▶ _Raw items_
════════════════════

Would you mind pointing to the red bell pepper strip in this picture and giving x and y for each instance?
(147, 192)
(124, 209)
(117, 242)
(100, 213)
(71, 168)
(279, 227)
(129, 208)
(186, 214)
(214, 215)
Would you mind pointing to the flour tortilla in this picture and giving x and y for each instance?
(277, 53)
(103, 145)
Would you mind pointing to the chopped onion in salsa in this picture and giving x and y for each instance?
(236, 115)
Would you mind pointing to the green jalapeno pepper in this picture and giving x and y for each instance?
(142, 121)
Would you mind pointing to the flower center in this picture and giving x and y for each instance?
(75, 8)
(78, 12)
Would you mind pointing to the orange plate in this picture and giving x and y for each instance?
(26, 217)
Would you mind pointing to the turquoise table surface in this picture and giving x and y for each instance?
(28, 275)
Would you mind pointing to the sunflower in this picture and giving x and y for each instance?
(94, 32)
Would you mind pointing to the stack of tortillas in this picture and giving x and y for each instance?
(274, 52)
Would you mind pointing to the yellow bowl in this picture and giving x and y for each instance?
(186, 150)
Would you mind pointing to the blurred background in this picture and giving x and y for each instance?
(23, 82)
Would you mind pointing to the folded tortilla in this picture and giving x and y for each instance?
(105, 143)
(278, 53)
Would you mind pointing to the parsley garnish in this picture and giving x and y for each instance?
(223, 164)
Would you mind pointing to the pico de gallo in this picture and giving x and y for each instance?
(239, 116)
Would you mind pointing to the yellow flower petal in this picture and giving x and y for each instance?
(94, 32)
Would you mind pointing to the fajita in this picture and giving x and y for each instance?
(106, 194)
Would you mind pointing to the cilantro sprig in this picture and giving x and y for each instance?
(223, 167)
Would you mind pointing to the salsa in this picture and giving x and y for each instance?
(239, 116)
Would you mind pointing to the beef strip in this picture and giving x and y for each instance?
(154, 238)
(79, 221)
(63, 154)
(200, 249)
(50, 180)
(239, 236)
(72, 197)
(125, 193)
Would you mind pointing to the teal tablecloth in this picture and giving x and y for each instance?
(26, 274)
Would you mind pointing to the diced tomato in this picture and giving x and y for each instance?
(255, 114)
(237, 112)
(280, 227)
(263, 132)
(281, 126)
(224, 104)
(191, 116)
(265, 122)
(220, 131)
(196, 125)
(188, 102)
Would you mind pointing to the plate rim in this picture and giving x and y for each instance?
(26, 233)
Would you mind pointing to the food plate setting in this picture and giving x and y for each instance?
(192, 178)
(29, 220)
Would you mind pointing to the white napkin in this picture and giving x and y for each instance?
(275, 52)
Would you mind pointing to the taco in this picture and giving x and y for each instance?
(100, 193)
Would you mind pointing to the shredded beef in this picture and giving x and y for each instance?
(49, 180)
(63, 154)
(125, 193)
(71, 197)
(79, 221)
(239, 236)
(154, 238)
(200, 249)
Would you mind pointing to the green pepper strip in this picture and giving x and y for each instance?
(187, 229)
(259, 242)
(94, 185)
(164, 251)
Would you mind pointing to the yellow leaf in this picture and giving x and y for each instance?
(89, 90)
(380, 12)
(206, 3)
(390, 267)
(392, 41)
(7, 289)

════════════════════

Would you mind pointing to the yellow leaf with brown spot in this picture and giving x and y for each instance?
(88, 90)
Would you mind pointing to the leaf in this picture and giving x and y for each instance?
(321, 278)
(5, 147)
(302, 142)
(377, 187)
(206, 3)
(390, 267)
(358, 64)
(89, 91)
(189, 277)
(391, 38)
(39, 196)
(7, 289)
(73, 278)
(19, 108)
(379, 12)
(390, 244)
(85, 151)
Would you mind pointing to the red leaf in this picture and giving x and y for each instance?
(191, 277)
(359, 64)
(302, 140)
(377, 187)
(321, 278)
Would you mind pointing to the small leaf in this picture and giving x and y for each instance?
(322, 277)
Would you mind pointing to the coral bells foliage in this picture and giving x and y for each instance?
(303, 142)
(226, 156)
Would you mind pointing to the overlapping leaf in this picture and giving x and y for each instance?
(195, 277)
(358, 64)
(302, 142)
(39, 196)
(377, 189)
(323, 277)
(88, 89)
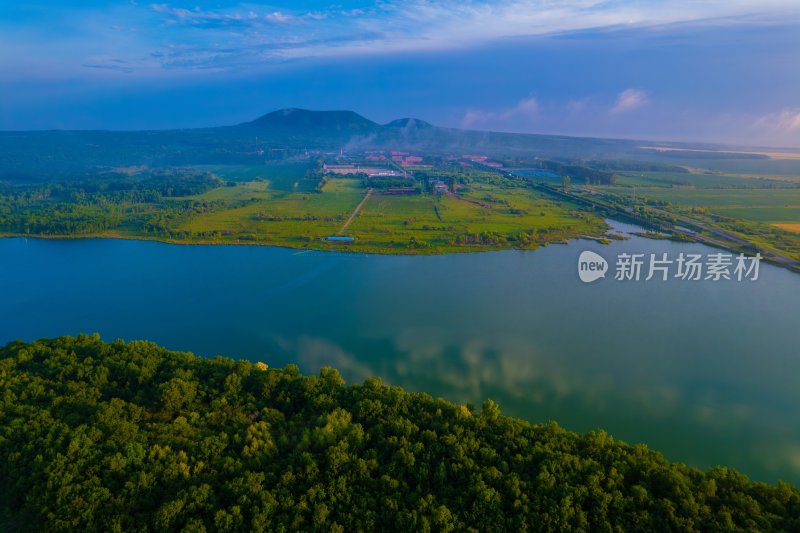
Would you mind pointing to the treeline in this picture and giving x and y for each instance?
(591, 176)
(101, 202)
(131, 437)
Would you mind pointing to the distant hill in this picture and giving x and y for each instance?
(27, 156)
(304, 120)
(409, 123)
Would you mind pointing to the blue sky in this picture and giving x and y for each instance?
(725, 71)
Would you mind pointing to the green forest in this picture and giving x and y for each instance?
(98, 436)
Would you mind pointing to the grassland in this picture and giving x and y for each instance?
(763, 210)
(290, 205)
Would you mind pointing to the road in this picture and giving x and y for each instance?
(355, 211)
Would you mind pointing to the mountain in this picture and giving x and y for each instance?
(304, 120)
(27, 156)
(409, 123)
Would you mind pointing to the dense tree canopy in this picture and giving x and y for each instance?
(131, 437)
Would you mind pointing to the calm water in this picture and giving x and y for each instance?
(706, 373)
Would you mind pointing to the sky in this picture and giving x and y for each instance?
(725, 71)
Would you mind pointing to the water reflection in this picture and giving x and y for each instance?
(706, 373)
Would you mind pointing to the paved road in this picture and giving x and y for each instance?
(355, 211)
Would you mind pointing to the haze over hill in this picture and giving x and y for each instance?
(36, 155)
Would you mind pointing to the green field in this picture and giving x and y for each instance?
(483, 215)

════════════════════

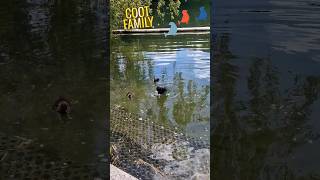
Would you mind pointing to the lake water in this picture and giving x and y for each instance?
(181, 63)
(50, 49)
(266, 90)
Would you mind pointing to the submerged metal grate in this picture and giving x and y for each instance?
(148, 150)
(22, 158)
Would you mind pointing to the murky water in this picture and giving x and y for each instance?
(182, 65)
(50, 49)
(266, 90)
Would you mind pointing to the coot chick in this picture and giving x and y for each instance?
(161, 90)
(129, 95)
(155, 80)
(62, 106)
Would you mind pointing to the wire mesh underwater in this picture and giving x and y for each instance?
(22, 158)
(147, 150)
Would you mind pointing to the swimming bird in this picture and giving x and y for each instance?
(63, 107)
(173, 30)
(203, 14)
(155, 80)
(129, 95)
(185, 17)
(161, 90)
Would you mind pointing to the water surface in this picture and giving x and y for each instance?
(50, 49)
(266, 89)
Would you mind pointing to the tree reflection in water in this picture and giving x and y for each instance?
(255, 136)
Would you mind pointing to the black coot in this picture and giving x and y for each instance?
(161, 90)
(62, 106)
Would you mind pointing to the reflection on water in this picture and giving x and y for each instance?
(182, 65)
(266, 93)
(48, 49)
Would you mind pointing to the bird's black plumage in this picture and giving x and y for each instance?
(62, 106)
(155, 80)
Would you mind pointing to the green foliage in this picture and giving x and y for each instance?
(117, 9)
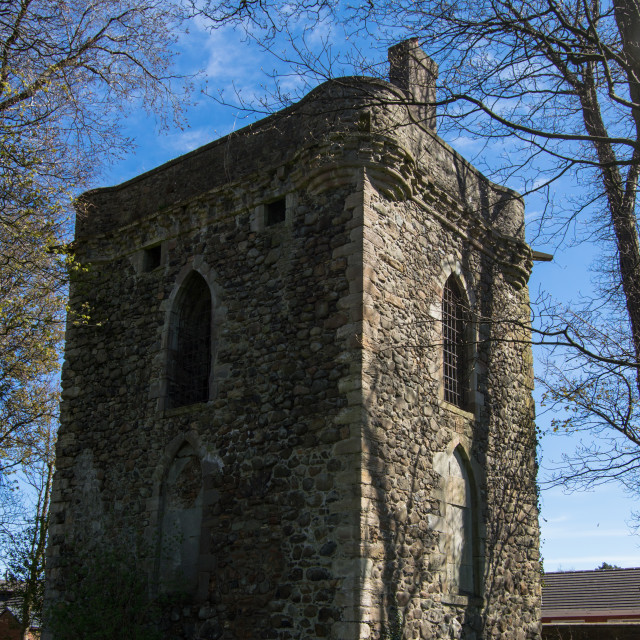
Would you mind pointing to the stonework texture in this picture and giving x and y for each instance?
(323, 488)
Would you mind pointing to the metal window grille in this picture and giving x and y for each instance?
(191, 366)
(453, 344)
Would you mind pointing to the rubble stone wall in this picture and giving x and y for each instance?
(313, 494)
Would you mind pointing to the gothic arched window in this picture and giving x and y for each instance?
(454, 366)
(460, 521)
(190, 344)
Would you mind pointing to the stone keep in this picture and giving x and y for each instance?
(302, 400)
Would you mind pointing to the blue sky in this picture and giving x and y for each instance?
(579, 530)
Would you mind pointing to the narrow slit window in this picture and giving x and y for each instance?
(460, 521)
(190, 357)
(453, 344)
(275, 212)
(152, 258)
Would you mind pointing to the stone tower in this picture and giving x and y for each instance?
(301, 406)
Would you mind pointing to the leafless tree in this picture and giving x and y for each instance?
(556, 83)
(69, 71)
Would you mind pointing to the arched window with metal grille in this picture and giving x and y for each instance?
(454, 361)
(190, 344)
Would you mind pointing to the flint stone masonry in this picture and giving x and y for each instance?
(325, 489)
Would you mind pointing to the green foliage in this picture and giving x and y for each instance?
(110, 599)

════════════════════

▶ _Work required_
Count the lines in the items above that contain the string "arched", matching case exactly, and give only that number.

▶ _Answer to this task_
2